WHAT TO WORK ON
Go through the data below and transcribe it exactly. Omit the images.

Free-text object descriptions:
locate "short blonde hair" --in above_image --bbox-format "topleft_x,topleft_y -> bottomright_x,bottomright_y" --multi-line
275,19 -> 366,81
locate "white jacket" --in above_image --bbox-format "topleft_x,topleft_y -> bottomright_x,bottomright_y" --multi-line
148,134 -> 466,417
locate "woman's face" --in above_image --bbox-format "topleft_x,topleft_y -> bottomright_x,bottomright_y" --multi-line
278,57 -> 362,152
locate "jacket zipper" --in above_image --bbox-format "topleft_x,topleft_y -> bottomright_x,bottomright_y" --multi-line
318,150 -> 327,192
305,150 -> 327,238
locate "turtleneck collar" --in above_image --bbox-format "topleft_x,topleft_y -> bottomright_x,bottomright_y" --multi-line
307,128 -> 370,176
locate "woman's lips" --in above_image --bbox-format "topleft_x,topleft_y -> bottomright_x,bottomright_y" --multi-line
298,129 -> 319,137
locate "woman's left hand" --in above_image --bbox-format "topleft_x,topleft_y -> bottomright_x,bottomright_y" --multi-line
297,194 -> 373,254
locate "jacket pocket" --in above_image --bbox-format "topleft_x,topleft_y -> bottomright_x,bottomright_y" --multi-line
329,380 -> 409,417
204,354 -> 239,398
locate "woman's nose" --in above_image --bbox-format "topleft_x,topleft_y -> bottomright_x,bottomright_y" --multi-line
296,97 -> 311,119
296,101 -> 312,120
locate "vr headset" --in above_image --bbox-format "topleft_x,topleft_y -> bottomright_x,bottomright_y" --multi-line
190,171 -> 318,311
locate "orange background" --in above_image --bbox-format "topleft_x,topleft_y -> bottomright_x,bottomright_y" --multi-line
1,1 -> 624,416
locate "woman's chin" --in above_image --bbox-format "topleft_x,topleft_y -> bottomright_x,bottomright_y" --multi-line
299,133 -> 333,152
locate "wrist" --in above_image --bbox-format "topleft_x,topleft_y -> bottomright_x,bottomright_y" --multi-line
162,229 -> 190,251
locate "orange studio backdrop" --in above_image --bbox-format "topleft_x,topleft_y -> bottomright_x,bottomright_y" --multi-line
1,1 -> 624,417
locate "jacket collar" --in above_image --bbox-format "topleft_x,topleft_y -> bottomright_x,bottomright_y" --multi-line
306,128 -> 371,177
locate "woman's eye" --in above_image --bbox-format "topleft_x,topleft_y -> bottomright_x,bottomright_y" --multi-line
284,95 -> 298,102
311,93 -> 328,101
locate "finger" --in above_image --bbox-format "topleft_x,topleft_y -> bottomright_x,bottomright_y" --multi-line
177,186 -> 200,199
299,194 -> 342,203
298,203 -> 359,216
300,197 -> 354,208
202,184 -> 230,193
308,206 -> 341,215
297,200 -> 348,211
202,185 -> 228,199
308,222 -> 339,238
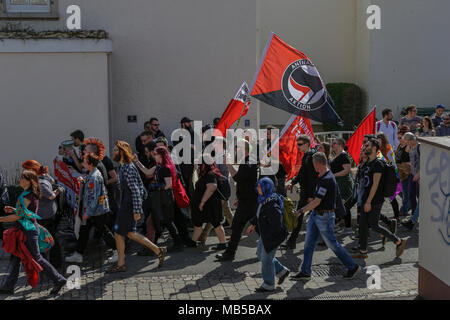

SOLUTION TO THIS PROBLEM
locate "short blonde hair" --in above_image --bbox-format "topleft_x,topleft_y -> bottomright_x,bottomright_y" --multi-line
275,19 -> 366,81
locate "white jacket" --in above_image --bbox-format "topleft_x,topleft_y -> bottomright_x,bottomright_y" --multi-line
148,134 -> 466,417
locate "woman's face" --in above_image --bbox-format "topleft_x,topleft_y -> bottomright_x,bottomright_y" --multi-line
278,57 -> 362,152
locate "jacket zipper" --in above_image --bbox-format "topleft_x,topleft_y -> bottomright_x,bottomright_y" --multi-line
318,150 -> 327,192
305,150 -> 327,238
locate "turtleneck collar" --in above_image --bbox-format "topleft_x,topleft_y -> bottomright_x,bottomright_y" --multi-line
307,128 -> 370,176
locate "woman's lips" --in above_image --bbox-format "topleft_x,topleft_y -> bottomright_x,bottomright_y" --multi-line
298,129 -> 319,137
locate "woman's left hand" --in above_image --bbox-format "topleft_x,topleft_y -> bottomright_x,bottomright_y" --multi-line
297,194 -> 373,254
locate "jacket pocket" --in above_image --bbox-format "topleft_x,topleft_y -> bottomright_x,bottomright_y" --multi-line
329,380 -> 409,417
204,354 -> 239,398
locate "woman's nose" --in above_image --bbox-format "topleft_x,topleft_y -> bottomright_x,bottomright_y" --multi-line
296,97 -> 311,119
296,101 -> 312,120
locate "vr headset" --in above_image --bbox-format "topleft_x,topleft_y -> bottomright_x,bottomright_y" --multi-line
190,171 -> 318,311
locate "orange background" --in above_image --bbox-format "topleft_x,topleft_y -> bottomright_x,bottomright_y" --multi-line
1,1 -> 624,416
locate "woman's chin" --in above_image --bbox-format "topleft_x,topleft_y -> bottomright_x,bottomright_y" --multi-line
299,133 -> 333,152
locate "wrist" --in above_image --bbox-format "topleft_x,topleft_y -> bottomright_x,bottomright_y" --multi-line
162,229 -> 190,251
locate "orange studio backdrop" --in above_image --bbox-format "topleft_x,topleft_y -> bottomright_x,bottomright_y" --multi-line
1,1 -> 624,417
locate "jacket collar" --in above_image --bbox-format "topleft_x,topleft_y -> bottomright_x,bottomright_y" --multi-line
306,128 -> 371,177
locate "woman's eye" --in above_image --bbox-format "topleft_x,topleft_y -> bottomright_x,bottomright_y" --multi-line
284,95 -> 298,102
311,93 -> 328,101
locate "finger" --in above_image --bbox-format "topleft_x,topleft_y -> bottomright_x,bottomright_y" --multi-line
177,186 -> 200,199
299,194 -> 342,203
298,203 -> 359,216
300,197 -> 354,208
202,184 -> 230,193
308,206 -> 341,215
297,200 -> 348,211
202,185 -> 228,199
308,222 -> 339,238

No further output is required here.